Select all lines holding the word "building" from the entries that follow.

** Opening Material provided block **

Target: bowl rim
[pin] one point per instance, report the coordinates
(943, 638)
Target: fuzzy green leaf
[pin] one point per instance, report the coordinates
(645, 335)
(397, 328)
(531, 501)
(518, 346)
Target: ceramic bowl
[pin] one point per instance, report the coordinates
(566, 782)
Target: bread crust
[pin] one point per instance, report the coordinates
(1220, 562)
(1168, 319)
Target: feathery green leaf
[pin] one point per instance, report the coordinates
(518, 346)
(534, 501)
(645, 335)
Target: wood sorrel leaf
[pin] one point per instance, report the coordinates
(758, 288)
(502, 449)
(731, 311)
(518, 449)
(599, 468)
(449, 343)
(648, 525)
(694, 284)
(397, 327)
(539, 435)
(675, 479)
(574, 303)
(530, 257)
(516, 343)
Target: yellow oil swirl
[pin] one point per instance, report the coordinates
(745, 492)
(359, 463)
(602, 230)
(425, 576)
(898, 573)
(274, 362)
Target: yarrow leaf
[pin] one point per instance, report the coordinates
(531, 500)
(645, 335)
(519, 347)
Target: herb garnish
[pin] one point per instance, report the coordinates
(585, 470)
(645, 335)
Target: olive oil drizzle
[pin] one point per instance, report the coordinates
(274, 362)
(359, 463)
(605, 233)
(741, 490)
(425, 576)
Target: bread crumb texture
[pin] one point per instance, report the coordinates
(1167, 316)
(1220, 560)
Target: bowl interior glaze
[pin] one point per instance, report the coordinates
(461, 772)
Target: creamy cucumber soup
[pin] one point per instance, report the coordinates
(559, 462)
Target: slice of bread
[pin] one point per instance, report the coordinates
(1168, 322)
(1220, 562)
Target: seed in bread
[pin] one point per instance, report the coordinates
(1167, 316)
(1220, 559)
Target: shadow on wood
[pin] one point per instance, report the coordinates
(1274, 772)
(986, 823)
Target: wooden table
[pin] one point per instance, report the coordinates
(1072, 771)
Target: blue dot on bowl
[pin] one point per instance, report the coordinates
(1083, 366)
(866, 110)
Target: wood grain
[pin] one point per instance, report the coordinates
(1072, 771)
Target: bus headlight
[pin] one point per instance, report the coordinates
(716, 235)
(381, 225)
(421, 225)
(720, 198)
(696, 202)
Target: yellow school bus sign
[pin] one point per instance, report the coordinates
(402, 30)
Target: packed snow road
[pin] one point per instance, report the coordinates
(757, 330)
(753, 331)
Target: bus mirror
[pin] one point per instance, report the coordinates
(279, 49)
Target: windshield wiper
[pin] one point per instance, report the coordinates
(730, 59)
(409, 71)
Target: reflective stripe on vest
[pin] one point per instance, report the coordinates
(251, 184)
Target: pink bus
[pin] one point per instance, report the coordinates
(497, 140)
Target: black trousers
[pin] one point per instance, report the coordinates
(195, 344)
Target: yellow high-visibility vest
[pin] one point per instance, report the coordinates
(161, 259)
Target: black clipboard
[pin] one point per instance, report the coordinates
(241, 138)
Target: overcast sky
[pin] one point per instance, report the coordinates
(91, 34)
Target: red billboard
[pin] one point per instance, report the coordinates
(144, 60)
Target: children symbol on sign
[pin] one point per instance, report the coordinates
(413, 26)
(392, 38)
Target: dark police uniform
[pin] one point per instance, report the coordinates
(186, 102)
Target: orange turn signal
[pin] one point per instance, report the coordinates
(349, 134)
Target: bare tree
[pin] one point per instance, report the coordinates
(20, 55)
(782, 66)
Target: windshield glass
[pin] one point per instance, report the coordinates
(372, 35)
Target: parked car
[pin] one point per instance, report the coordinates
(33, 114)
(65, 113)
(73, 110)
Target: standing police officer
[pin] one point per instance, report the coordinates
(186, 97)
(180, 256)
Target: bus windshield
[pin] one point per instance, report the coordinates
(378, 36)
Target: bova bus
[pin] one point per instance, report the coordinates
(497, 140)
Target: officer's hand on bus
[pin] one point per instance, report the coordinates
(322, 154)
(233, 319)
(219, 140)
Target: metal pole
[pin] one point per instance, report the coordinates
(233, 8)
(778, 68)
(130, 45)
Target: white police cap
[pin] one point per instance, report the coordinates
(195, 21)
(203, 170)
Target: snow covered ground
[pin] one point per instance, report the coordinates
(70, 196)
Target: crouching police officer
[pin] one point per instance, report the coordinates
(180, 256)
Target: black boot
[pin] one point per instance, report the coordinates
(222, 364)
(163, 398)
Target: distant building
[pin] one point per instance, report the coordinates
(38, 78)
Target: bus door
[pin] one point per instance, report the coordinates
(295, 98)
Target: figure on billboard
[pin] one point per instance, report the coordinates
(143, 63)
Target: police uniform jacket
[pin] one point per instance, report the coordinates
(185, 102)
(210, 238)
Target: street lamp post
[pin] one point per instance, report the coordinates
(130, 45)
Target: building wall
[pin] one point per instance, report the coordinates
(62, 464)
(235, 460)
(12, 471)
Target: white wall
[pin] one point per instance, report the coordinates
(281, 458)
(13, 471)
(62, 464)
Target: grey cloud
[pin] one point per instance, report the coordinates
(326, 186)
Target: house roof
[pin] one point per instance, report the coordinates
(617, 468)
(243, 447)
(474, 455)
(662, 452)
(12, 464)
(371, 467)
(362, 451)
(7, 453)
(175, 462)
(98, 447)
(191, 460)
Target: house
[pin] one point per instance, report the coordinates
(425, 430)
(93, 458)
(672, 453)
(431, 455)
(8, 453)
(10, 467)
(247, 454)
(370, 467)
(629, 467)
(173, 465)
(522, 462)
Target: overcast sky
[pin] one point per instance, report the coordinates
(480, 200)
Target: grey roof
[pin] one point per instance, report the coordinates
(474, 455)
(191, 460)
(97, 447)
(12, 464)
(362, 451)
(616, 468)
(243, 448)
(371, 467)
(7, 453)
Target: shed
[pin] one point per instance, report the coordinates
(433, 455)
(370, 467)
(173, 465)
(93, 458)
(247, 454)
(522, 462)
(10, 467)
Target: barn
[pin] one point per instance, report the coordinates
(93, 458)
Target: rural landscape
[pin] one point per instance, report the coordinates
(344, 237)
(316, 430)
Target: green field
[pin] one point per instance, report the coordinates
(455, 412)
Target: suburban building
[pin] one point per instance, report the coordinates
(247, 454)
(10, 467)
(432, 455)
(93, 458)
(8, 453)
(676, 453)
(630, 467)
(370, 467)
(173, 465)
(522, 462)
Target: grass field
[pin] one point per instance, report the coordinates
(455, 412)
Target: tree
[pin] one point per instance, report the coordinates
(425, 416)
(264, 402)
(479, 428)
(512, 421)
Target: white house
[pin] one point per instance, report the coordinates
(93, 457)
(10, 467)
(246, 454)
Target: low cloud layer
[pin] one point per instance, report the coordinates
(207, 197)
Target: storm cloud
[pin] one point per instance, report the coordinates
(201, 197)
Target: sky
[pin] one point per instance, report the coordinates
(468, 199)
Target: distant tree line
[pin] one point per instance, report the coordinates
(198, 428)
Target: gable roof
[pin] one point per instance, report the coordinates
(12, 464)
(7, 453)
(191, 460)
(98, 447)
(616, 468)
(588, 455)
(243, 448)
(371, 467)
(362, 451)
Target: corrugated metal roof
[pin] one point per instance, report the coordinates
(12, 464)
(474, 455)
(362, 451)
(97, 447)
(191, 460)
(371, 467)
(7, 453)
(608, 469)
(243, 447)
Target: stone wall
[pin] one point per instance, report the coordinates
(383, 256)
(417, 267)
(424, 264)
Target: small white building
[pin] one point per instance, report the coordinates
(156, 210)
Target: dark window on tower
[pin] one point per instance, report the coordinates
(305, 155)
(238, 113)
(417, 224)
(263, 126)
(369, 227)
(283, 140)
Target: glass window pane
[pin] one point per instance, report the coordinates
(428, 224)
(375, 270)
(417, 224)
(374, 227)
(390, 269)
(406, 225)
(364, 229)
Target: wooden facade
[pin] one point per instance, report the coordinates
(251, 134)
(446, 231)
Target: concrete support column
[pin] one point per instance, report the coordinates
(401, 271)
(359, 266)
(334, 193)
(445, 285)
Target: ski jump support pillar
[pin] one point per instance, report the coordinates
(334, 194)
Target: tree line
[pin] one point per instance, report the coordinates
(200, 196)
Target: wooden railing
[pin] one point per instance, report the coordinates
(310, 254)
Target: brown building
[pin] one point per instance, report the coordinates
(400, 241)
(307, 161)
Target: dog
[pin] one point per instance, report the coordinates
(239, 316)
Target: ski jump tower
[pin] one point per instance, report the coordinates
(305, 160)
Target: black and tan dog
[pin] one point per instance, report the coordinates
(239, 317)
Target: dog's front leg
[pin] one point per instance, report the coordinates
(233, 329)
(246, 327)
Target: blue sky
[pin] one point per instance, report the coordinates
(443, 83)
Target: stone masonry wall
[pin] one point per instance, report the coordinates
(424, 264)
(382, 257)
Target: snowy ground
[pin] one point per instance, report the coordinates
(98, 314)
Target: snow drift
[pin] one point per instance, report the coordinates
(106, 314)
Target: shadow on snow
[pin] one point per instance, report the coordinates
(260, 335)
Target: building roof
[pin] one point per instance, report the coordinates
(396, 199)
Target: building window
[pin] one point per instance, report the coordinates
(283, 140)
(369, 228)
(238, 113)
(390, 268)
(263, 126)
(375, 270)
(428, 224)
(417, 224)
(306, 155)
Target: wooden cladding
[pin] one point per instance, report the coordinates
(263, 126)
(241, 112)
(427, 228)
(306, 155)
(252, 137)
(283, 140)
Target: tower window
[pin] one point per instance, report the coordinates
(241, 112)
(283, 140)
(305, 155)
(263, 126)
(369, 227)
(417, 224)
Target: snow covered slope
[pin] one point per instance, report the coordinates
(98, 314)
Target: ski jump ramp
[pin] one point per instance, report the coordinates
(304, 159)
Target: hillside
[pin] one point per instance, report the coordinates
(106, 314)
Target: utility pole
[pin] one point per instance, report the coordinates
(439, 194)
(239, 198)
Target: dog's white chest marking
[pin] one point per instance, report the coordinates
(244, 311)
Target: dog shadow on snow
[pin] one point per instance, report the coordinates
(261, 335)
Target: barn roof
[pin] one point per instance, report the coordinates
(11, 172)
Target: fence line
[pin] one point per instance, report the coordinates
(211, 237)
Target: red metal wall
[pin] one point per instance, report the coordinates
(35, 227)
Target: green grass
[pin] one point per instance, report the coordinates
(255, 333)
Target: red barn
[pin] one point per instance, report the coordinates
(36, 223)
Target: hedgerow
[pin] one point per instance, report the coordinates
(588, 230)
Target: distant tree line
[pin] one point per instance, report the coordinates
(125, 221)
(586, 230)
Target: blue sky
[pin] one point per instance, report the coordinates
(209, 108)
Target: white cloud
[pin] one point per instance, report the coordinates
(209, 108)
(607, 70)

** Closing Material provided block **

[Answer to the problem]
Target: distant building
Target: building wall
Target: suburban building
Target: small white building
Target: brown building
Target: building roof
Target: building window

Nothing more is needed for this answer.